§ **Exercise brief**: Rewrite the listing below, swapping every occurrence of "Note to the class" for "Instruction for students" and changing nothing else. Omit the pictures from your answer.

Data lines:

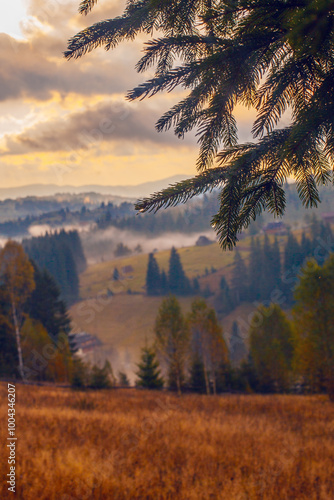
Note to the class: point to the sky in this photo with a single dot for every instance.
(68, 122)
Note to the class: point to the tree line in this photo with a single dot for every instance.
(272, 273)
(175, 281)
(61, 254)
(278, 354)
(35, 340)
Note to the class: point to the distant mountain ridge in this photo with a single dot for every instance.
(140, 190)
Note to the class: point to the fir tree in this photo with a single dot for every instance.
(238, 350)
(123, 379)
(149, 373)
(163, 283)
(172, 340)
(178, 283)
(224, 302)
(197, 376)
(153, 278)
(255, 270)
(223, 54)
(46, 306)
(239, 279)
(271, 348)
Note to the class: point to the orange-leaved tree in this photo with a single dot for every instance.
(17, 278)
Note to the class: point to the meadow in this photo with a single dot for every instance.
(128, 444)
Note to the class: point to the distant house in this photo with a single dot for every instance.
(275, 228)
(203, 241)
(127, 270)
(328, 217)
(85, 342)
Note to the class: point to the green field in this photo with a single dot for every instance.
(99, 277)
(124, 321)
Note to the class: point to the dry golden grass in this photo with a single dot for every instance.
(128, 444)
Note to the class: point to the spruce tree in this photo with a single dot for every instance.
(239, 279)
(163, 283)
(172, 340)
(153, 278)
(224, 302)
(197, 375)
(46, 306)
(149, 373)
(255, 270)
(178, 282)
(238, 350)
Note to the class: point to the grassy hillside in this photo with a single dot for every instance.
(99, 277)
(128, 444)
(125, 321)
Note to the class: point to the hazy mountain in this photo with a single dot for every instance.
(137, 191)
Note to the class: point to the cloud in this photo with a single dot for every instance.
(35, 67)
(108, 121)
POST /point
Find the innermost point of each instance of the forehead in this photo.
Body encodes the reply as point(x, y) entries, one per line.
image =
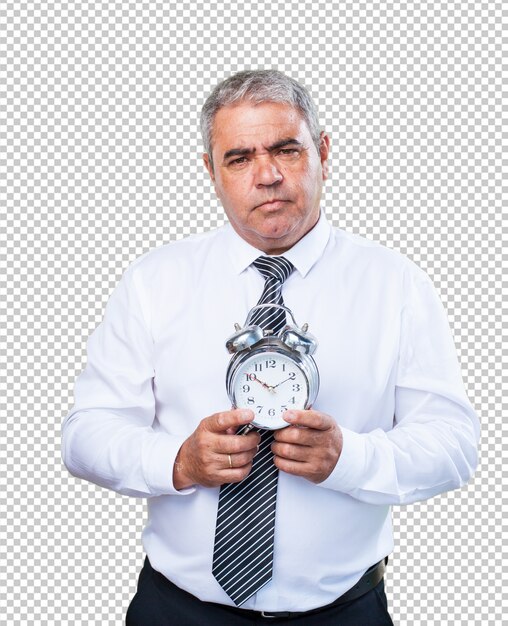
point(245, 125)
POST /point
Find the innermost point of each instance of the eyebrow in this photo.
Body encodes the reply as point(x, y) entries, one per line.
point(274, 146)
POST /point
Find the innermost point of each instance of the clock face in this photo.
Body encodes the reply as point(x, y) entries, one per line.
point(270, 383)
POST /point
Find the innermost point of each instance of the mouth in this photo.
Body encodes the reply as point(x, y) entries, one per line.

§ **Response**:
Instruction for students: point to the sky in this photo with a single dot for every instance.
(68, 122)
Instruction for students: point to the tree line in this photo with a single dot for every instance.
(272, 273)
(175, 281)
(61, 254)
(278, 354)
(35, 340)
Instruction for students: point to the distant mountain ridge in this photo with a single dot for every instance.
(140, 190)
Instruction for students: point to the fir tree in this photo with a single dot for every instance.
(238, 350)
(123, 379)
(149, 373)
(163, 283)
(172, 340)
(178, 283)
(224, 302)
(197, 376)
(153, 278)
(255, 270)
(223, 54)
(46, 306)
(239, 279)
(271, 348)
Instruction for students: point to the orange-leaved tree in this photo with a single dot for every instance.
(17, 278)
Instruction for students: point to the meadow in this photo with a single dot for every instance.
(128, 444)
Instruction for students: point to the distant house in this photo with a single dot for every instance.
(275, 228)
(203, 241)
(127, 270)
(328, 217)
(85, 342)
Instruction for students: point to the green field in this photo with a single dot for every instance.
(99, 277)
(124, 321)
Instruction for students: point to the dry golden grass in this photo with a single dot for every instance.
(128, 444)
Instruction for students: point to the spruce tree in this photo with a single dot for every instance.
(239, 279)
(163, 283)
(172, 340)
(153, 278)
(224, 302)
(197, 375)
(46, 306)
(149, 373)
(255, 270)
(178, 282)
(238, 350)
Instruction for students: point to the grassy hillside in this photo with a single dot for every instance.
(99, 277)
(128, 444)
(125, 321)
Instruction for students: point to the hazy mountain in this photo with a single dot for every instance.
(137, 191)
Instruction for students: point to the cloud in this photo with a single dot for every instance.
(35, 67)
(108, 121)
POST /point
Find the innermost point of each instance of the forehead in this photo.
Body encodes the reply as point(x, y) entries, one per line.
image =
point(245, 125)
POST /point
Find the innermost point of each instance of the eyebrow in this photo.
Body encodes the reply as point(x, y) entries, one per line.
point(274, 146)
POST /point
Find the innermost point of each instance of the clock face in this photo.
Body encodes the reply as point(x, y) entries, one per line.
point(270, 383)
POST /point
Find the innermost point of each instance of the mouth in this photo.
Body encodes the reply as point(x, y) entries, one per line.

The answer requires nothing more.